• [PROVIDED PASSAGE]:
-=-=-=-=-
It’s a fascinating study that seems to bear out the idea that we will hold ourselves and others to higher standards of behavior if we honestly believe we have a choice, but if we believe we’re “wired” a certain way, we’re more likely to accept our own behavior that we might formerly have called “bad” as inevitable. As the old 1960s comedian Flip Wilson famously said, “The devil made me do it.” Only in this case, the ‘devil’ is our genetic code.

There are heated discussions every day about the conflict between science and faith, and the core is over what causes our sinful behavior, and what does “sin” look like if there are biological predispositions that “explain” our sin.

On the one hand, it is fascinating. Like Art Schlichter, who wouldn’t want to feel that I’m not blame for my bad habits that I can’t seem to break, because I’m “born this way” (to quote that noted thinker Lady Gaga)! You can’t really hold me accountable for my genetic code since I had nothing to do with it. If I lie, steal, cheat, engage in culturally unacceptable sexual behavior (if there is such a thing anymore), and it turns out my biology says I’m predisposed to such behavior, am I really to blame?

On the other hand, I believe sin nature is real. From the beginning – from the Garden of Eden, if you will – man’s genetic code and DNA has been gradually devolving, as disruptions and imperfect genes are introduced, mixed, broken down, etc., like royal families who constantly inbred.

But my predisposition to sin, particularly my predisposition to a particular sin, is not an excuse to continue in that sin. If anything, it’s just that much of a greater challenge to me to be aware of that predisposition, stay on guard, and avoid the temptation.

Is it fair? By that I mean, how can it be fair that my wife, for example, seems to be incapable of telling a lie – in fact, would never think of telling a lie even when perhaps a “little white lie” might seem preferable – while it seems my first reaction to any uncomfortable situation seems to be figuring out a way to say something to avoid the unpleasantness (in other words, lying)? She doesn’t understand my struggle, and in fact may look down on those of us who struggle with the truth because to her it doesn’t make any sense not to tell the truth, knowing life is much simpler and less complicated if we just tell the truth and address uncomfortable situations head-on. But if I’m predisposed to avoiding the truth, then what right does she have to be judgmental since she can’t possibly understand the internal struggle that may be part of my genetic and biological make-up?
-=-=-=-=-
• [ACTIVITIES]:
**A)** In the essay on sin and genetic predisposition, which 1960s comedian is quoted as saying "The devil made me do it"?
**B)** Resume the essay on sin and genetic predisposition immediately after its final sentence.

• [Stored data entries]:
-=-=-=-=-
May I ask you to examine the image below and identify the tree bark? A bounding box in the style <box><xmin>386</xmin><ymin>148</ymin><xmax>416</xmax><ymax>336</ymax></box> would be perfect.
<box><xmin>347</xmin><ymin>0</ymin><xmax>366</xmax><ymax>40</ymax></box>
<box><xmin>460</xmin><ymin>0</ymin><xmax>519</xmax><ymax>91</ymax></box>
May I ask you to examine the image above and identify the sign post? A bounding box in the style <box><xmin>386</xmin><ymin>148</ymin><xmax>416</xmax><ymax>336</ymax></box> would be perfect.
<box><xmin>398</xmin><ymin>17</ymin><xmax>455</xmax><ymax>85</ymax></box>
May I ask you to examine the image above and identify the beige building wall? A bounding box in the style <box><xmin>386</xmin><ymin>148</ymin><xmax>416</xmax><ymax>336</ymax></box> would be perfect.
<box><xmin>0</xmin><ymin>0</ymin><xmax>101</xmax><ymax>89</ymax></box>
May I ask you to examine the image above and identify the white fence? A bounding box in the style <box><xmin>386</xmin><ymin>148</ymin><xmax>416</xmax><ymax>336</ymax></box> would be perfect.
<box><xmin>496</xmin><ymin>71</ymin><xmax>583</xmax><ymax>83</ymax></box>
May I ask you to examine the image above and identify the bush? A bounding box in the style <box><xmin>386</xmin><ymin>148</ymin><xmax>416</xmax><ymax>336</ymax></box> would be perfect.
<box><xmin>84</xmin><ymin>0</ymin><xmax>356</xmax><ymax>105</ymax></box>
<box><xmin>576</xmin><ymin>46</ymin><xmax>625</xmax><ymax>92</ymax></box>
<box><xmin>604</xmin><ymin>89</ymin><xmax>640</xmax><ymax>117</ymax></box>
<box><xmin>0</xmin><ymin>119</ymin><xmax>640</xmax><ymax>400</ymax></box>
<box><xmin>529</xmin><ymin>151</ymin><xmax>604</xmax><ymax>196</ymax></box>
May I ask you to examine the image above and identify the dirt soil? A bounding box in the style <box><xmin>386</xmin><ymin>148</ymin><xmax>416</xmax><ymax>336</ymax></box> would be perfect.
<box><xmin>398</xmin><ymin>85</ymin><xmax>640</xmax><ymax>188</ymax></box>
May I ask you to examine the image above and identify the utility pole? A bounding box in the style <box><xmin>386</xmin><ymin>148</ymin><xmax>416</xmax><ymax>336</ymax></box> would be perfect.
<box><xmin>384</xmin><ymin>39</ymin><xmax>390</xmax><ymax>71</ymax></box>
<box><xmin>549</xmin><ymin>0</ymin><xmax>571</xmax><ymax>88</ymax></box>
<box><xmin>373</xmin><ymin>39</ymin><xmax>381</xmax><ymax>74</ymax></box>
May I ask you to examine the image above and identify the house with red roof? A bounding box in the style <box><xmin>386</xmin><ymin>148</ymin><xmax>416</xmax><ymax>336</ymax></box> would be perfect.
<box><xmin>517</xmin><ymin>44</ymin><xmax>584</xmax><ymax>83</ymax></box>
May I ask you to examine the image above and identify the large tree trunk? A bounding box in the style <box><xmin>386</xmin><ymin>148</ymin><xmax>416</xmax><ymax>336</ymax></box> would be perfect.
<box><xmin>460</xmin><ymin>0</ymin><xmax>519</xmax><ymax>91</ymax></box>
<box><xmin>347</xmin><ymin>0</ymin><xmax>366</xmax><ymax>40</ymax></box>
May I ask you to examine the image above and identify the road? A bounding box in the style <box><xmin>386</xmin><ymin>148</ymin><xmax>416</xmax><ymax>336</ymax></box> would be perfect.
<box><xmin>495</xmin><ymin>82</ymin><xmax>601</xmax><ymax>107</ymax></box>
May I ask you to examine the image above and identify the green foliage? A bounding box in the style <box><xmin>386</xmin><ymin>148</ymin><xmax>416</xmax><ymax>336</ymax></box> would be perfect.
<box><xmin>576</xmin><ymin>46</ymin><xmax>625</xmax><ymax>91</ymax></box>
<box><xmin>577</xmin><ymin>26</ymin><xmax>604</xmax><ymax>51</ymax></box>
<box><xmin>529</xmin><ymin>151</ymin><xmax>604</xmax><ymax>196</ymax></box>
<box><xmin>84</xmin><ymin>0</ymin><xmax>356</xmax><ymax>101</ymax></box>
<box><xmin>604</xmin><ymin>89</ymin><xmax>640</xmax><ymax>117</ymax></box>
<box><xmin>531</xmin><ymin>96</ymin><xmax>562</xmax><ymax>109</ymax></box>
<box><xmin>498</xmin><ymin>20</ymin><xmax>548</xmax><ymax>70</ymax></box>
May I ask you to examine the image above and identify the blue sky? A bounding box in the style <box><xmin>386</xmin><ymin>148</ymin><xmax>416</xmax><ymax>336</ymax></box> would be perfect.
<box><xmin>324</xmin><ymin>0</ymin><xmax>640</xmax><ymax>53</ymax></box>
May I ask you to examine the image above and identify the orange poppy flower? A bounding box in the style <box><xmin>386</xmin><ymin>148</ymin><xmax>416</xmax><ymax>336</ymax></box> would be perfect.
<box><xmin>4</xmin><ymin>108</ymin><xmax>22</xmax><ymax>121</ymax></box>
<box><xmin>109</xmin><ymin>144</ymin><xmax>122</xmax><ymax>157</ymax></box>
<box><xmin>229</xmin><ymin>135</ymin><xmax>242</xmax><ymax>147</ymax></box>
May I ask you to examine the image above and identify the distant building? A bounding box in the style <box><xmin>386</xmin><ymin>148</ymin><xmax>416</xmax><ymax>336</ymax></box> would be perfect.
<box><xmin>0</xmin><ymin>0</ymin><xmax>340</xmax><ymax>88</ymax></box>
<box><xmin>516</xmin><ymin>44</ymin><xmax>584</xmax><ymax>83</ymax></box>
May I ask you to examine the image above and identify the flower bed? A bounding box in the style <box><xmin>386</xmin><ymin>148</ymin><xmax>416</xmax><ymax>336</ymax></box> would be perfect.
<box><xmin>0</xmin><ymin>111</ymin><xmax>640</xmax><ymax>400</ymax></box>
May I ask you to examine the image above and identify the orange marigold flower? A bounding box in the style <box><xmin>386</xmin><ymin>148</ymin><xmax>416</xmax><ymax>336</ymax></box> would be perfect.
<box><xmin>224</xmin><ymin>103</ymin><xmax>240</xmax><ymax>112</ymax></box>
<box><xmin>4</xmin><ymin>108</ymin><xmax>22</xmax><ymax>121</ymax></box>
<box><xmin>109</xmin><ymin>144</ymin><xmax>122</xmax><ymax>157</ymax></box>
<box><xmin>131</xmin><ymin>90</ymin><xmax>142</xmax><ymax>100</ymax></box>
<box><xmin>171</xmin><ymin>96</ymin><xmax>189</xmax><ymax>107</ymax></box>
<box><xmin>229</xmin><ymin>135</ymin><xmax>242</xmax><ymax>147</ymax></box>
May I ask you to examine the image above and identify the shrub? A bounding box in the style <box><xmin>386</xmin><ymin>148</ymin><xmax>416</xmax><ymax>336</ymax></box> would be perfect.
-=-=-=-=-
• [ANSWERS FOR THE EXERCISE]:
**A)** Flip Wilson

**B)**
No, it’s not fair. But as Scar, the brother who wanted to be king in the movie “The Lion King,’’ so eloquently said, “Life’s not fair. If it were, I would be king!”

If you believe in biology and genetics, then perhaps we shouldn’t judge Scar too harshly for arranging the death of his brother and the exile of his nephew in order for Scar to becoming king.

I’m serious, sort of.

I still believe in free will. I still believe that we have the ability, despite our genetic or biological or scientific predispositions, to just say “no.” It’s tougher for some of us in certain situations, and we need to understand that and be sympathetic about that. I honestly don’t know what you struggle with, any more than you understand my struggles. But I do know we both have struggles. We are, after all, human. And when sin entered the world, so did our struggle to do the “right” thing.

If anything, perhaps this science of predisposition simply reinforces our basic Christian tenant of looking at the log in our own eye before we start on the speck in the eye of our brother (Matthew 7:3-5). That doesn’t mean we ignore the speck in our brothers’ eye – that verse does end with the instructions to “First get rid of the log in your own eye; then you will see well enough to deal with the speck in your friend’s eye.” (Emphasis added).

We still have to deal with each other’s problems. But first, let’s be honest about our own and seek whatever help we need to deal with those as well.

There is a difference between ignoring something and compassion. It’s not compassion to ignore behavior in someone else that may lead to their injury or destruction.